→ **Directive a**:
In the passage about Dennis Nelson, how would you render the sentence "Dennis identifies with his mother’s Warlpiri language group rather than Johnny’s (Pintupi)." in Spanish?

Dennis Nelson was born in Alice Springs in 1962. He is the son of Johnny Warangkula Tjupurrula, one of the founders of the desert painting movement, and his second wife Gladys (Yawitji) Napanangka, who was among the first group of women at Papunya in the early 1980s to paint for Papunya Tula Artists. Dennis identifies with his mother’s Warlpiri language group rather than Johnny’s (Pintupi). Gladys had four children from her previous marriage, and Johnny had two daughters Narlie and Maggie from his. Together Gladys and Johnny had six more children: Dennis, Mike, and four daughters, Candy, Minnie, Emma and another who passed away.

Dennis attended school in Papunya and remembers going “after school or smoko time” to the Old Town Hall building alongside the school classrooms to watch the painters at work. He says his father taught him to paint: “Use brush – cut 'im – he learn me. When I’m a little boy he sat me down in the gallery”. Dennis’ paintings are strongly reminiscent of his famous father’s early works: “I carry on his style. I know.”

(Collection entries)

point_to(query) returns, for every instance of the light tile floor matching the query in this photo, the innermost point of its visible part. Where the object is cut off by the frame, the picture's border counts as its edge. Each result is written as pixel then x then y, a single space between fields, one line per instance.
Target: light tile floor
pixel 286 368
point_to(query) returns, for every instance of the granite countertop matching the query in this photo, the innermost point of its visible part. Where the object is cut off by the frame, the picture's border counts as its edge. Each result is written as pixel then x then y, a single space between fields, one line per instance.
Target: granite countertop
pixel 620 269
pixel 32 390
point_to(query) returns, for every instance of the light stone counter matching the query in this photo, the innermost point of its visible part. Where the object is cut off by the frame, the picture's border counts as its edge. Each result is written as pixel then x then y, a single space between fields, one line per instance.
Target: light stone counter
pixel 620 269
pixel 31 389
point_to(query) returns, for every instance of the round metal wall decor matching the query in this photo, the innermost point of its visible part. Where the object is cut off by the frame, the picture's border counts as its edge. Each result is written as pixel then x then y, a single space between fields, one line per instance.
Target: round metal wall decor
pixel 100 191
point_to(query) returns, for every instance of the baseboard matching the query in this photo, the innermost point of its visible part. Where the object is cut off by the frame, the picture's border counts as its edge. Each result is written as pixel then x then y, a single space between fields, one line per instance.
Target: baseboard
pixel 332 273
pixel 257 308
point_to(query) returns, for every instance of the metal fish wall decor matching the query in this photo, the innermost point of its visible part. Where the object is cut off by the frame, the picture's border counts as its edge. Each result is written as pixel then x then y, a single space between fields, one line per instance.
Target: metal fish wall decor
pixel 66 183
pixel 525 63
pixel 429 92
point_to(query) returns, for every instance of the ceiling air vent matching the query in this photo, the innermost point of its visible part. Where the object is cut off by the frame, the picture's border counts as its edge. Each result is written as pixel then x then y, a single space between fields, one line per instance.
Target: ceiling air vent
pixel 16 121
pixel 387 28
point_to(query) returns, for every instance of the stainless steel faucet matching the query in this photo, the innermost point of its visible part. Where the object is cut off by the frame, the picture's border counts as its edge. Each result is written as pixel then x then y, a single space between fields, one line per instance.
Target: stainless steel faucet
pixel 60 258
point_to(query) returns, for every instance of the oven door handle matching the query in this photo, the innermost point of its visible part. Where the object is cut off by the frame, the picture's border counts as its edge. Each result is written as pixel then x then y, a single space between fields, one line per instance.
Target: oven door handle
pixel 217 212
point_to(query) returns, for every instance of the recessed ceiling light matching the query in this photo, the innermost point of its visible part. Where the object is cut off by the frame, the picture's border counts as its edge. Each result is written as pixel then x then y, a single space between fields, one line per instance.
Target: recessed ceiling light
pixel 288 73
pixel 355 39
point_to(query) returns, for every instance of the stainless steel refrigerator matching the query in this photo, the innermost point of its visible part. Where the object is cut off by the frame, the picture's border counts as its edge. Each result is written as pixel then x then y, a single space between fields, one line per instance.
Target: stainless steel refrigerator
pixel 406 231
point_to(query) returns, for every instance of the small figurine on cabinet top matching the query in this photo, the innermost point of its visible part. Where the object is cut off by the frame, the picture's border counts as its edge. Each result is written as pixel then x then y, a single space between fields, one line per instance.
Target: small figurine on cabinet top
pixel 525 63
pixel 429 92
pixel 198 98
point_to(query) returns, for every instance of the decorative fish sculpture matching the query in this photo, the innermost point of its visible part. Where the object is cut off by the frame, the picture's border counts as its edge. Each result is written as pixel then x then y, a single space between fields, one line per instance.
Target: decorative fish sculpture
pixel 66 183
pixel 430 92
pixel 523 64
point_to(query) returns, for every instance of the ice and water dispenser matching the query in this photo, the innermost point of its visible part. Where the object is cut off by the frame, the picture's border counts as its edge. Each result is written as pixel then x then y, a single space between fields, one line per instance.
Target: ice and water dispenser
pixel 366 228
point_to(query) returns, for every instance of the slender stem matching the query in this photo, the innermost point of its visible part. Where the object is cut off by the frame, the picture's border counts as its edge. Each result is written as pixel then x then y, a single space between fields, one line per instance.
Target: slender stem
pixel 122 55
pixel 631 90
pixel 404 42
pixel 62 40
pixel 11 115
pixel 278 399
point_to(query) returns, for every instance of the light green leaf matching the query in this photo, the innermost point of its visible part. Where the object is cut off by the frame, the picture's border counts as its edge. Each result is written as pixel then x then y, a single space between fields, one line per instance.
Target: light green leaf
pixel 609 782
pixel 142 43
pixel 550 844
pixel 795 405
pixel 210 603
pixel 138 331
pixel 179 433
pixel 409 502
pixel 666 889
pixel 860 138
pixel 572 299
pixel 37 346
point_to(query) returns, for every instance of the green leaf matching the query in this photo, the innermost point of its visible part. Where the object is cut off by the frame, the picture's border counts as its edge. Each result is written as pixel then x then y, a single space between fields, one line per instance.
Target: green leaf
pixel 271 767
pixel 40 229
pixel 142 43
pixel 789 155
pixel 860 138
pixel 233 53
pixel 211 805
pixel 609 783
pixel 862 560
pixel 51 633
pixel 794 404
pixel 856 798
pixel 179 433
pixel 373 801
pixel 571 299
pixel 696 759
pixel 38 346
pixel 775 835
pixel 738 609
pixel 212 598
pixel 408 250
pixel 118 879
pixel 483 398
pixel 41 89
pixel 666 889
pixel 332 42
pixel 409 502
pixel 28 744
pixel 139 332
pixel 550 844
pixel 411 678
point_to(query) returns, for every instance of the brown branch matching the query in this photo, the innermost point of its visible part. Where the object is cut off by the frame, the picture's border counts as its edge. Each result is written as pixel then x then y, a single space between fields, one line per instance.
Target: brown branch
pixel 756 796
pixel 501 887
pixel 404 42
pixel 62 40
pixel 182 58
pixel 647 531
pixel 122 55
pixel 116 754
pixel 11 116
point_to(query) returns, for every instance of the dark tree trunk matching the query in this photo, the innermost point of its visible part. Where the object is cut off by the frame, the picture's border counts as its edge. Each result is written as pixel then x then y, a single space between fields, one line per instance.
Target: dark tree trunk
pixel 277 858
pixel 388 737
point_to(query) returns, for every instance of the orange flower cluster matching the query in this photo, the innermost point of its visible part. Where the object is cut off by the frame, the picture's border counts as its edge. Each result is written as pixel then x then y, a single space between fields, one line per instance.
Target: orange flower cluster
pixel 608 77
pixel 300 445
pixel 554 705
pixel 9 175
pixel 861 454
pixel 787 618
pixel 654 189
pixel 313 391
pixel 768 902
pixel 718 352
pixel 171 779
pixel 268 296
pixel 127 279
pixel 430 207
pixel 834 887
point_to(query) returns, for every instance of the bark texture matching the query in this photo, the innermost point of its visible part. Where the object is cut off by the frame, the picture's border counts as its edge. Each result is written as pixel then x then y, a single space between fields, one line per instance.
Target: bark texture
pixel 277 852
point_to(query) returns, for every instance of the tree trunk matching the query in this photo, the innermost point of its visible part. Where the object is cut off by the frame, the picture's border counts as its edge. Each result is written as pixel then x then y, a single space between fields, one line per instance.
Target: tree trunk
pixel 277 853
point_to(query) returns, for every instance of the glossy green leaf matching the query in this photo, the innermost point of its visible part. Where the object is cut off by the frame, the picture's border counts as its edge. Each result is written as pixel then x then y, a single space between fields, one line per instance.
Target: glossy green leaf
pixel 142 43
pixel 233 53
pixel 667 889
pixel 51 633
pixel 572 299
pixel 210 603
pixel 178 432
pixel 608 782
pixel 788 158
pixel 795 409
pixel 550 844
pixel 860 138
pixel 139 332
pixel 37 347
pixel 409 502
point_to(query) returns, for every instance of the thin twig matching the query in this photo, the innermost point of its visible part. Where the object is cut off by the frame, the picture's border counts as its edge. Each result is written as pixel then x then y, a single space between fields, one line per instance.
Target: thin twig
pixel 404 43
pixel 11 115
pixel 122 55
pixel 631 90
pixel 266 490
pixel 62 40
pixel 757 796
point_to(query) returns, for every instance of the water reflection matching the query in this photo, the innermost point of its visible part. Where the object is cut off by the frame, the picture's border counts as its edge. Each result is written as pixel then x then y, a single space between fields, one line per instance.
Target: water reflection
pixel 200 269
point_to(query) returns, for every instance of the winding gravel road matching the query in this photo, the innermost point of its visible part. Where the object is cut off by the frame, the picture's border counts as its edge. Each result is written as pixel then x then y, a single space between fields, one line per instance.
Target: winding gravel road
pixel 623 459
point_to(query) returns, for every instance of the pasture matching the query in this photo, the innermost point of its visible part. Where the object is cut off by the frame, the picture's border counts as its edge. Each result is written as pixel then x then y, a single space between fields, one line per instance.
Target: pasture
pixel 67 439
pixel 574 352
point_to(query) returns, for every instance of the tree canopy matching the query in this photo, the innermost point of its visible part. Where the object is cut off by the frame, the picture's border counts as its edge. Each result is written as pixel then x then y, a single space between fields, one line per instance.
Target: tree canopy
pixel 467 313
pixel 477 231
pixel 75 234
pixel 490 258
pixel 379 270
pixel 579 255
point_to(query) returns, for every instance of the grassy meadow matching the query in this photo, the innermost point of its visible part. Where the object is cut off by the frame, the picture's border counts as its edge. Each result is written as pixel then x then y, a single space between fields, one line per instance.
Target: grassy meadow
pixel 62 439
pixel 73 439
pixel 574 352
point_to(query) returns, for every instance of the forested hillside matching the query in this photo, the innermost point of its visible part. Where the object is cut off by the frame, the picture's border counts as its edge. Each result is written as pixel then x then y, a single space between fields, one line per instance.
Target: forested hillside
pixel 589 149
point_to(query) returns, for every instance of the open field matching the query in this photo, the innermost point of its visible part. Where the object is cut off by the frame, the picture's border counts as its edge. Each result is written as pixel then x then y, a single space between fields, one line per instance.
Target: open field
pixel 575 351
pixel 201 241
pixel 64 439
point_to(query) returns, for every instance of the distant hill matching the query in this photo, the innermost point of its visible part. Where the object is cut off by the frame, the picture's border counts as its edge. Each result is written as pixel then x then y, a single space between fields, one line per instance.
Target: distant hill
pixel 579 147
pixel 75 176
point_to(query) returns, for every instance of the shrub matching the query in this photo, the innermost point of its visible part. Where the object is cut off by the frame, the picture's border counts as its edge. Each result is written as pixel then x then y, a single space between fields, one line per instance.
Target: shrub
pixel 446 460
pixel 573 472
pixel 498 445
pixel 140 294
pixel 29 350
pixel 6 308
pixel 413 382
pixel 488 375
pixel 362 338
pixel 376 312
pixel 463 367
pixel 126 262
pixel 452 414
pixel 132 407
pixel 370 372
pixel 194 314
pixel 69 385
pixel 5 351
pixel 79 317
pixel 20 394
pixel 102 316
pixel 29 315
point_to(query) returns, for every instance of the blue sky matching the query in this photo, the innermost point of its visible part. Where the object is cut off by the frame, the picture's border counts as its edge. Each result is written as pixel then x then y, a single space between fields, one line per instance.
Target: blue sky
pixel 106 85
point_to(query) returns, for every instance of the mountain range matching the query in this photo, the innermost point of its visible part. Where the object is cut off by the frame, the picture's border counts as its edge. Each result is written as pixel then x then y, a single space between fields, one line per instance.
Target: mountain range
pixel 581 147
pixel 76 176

→ **Directive b**:
Could you quote, line for line, everything in the listing from the line containing "point_to(query) returns, for every instance of the ice" down to the line containing "pixel 278 399", with both of those lines included?

→ **Complete output a**:
Dennis se identifica con el grupo lingüístico warlpiri de su madre en lugar del de Johnny (pintupi).

→ **Complete output b**:
point_to(query) returns, for every instance of the ice and water dispenser matching the query in this photo, the innermost point of its visible part. Where the object is cut off by the frame, the picture's border counts as its edge. Each result is written as pixel then x then y, a single space between fields, one line per instance.
Target: ice and water dispenser
pixel 366 228
point_to(query) returns, for every instance of the slender stem matching the query in this photo, the innermost point of its visible part. Where the object is cut off by the frame, the picture's border counts as its edge. Each result is written as pixel then x then y, a single space between fields, one line per instance.
Target: slender stem
pixel 122 55
pixel 631 90
pixel 404 42
pixel 62 40
pixel 11 115
pixel 278 399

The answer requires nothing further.